▶ [Quoted text]:
What happens when a brash coffee up-and-comer joins hands with China’s best-known liquor brand? The latest alliance between Luckin Coffee and Moutai is answering that question, serving a fiery brand of java that brewed up sales of 5.42 million cups and over 100 million yuan ($13.7 million) on its first day. The surge, helped by online buzz and thousands of “likes,” sent Luckin’s own U.S.-listed stock surging the day of the debut, adding over $400 million to its market value.
The meeting of old and new occurred on Sept. 4, when Luckin Coffee Co. Ltd. (OTCPK:LKNCY) and Kweichow Moutai Liquor Co. Ltd. (600519.SH) jointly launched their “Moutai-flavored latte” costing 38 yuan per cup, equal to about $5.20, or as low as 19 yuan with coupons. Moutai is a household name in China, known for its white-lightning brew that’s as expensive as its alcohol content is high, often costing hundreds of dollars per bottle.
But is Luckin really adding the pricey Moutai into its coffee? To ease any doubts in this well-oiled campaign, Luckin released a video on the product’s release night documenting just how these special lattes are made.
But you would be wrong to assume that the product is a simple mix of Moutai and coffee. According to local media reports, the lattes are actually made using a “Moutai liquor-flavored thick milk,” supplied by Ningxia Cezanne Dairy, whose website describes itself as a modern dairy founded in March 2010 with its own big financial credentials. The company says it has conducted six funding rounds since 2016, with big-name backers including Boyu Capital and Tomato Capital.
That all-star lineup helped to light a fire under Luckin’s U.S.-listed stock the day of the Moutai latte’s debut, taking the shares to their highest level in more than three years as investors lapped up the latest promotion.
This was hardly the first time Luckin found itself in the media spotlight. More than three years ago, the company made global headlines for far darker reasons due to a financial fraud scandal, leading to its eviction from the Nasdaq and roasting by the media. After later settling with the U.S. securities regulator, including payment of a huge fine, the company has completed a major overhaul and seems to be making quite the surprise comeback.

▶ [Short problem 1]: Copy the part of the Luckin-Moutai article that opens with the words containing "But you would" and closes with "the latest promotion.", keeping it word for word.
The records have nothing to do with the Luckin-Moutai article.

▶ [Data for processing]:
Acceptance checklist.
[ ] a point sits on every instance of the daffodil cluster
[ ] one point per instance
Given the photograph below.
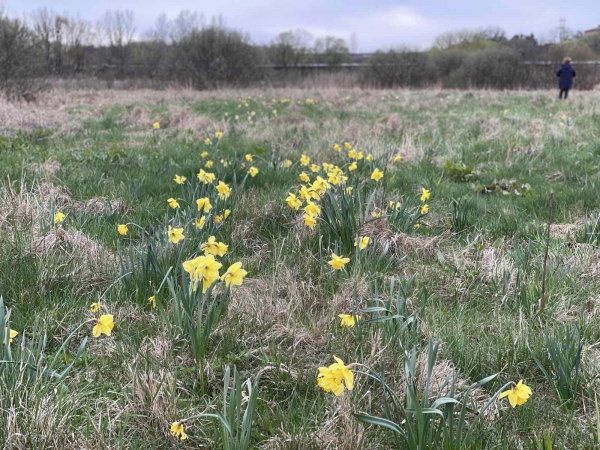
(205, 268)
(334, 377)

▶ [Short problem 2]: In the records, switch "daffodil cluster" to "tulip cluster" and give those lines again with everything else unchanged. Leave the pictures out of your answer.

▶ [Written answer 1]:
But you would be wrong to assume that the product is a simple mix of Moutai and coffee. According to local media reports, the lattes are actually made using a “Moutai liquor-flavored thick milk,” supplied by Ningxia Cezanne Dairy, whose website describes itself as a modern dairy founded in March 2010 with its own big financial credentials. The company says it has conducted six funding rounds since 2016, with big-name backers including Boyu Capital and Tomato Capital.
That all-star lineup helped to light a fire under Luckin’s U.S.-listed stock the day of the Moutai latte’s debut, taking the shares to their highest level in more than three years as investors lapped up the latest promotion.

▶ [Written answer 2]:
Acceptance checklist.
[ ] a point sits on every instance of the tulip cluster
[ ] one point per instance
Given the photograph below.
(205, 268)
(334, 377)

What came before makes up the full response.